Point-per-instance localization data
* * *
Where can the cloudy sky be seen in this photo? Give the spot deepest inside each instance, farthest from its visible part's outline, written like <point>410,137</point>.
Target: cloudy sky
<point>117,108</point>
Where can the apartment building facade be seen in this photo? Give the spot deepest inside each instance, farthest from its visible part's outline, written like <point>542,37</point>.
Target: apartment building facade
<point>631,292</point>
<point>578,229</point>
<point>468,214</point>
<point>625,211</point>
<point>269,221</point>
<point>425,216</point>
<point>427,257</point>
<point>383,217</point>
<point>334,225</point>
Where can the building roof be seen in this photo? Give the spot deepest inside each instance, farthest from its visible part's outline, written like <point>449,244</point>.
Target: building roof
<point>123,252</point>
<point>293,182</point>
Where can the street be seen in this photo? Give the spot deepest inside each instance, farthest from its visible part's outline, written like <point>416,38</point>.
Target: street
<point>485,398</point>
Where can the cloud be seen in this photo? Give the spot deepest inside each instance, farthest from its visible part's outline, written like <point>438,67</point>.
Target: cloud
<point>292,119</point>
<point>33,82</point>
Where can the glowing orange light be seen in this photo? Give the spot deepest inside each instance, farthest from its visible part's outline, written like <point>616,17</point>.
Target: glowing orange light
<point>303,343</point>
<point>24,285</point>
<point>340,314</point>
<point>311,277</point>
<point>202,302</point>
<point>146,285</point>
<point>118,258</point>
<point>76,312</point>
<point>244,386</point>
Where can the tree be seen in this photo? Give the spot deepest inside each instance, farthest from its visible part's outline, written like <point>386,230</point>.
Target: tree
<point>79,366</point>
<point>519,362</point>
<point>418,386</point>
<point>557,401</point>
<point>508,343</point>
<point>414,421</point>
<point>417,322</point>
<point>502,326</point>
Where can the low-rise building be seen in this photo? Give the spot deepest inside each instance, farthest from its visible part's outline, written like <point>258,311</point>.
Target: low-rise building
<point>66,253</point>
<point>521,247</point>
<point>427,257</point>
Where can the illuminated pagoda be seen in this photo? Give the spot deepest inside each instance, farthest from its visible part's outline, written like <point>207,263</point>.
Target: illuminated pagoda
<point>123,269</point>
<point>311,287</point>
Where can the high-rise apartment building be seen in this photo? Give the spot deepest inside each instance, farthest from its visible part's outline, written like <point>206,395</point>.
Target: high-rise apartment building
* * *
- _WORK TASK_
Every line of the data must be written out again word for word.

- _ANSWER TO THIS PROBLEM_
Where can the cloudy sky be seen in this photo? Give the spot deepest inside each instance, farthest from its visible part's outline, written like <point>410,137</point>.
Target: cloudy sky
<point>117,108</point>
Where can the apartment building facade be seen in this photo? Give the spot deepest inside each instance, farthest from its visible part's outline, written like <point>542,37</point>.
Target: apartment building facade
<point>631,292</point>
<point>578,229</point>
<point>468,214</point>
<point>625,211</point>
<point>269,221</point>
<point>425,216</point>
<point>427,257</point>
<point>383,217</point>
<point>334,225</point>
Where can the building roof be seen in this photo? Give the spot deepest inside each instance, farthest from its visible part's outline, written like <point>449,244</point>.
Target: building roof
<point>123,252</point>
<point>293,182</point>
Where can the street be seen in this photo? Give the spot deepest inside each instance, farthest from its visible part's outline, written like <point>416,38</point>.
Target: street
<point>485,398</point>
Where can the cloud be seen in this photo? Give the spot deepest inside each instance, farthest from its visible part's outline, written like <point>438,67</point>.
Target: cloud
<point>292,119</point>
<point>33,82</point>
Where can the glowing orange light be seen in this photo? Give the spot deepest inside each instance, farthest from its visible part's outline, written like <point>616,17</point>.
Target: glowing orange light
<point>303,343</point>
<point>24,285</point>
<point>340,314</point>
<point>311,277</point>
<point>202,302</point>
<point>146,285</point>
<point>118,258</point>
<point>76,312</point>
<point>244,386</point>
Where can the tree be seen in this photo? Give the spot deepest inside each instance, farthest from its visible part's outline, written like <point>386,230</point>.
Target: tree
<point>79,366</point>
<point>519,362</point>
<point>418,386</point>
<point>557,401</point>
<point>508,343</point>
<point>414,421</point>
<point>417,322</point>
<point>502,326</point>
Where can the low-rise building be seen in this photo? Give the spot deepest inside each instance, farthest from its visible part's outline, written like <point>258,311</point>.
Target: low-rise building
<point>66,253</point>
<point>521,247</point>
<point>427,257</point>
Where can the illuminated pagoda be seen in this photo? Give the spot deepest inside each instance, farthest from its visible part's outline, written like <point>207,263</point>.
Target: illuminated pagoda
<point>123,269</point>
<point>311,287</point>
Where can the high-rise apartment building be seen in this photo? Give the spot deepest inside each instance, farthest from its visible part's outline, written like <point>206,395</point>.
Target: high-rise apartment building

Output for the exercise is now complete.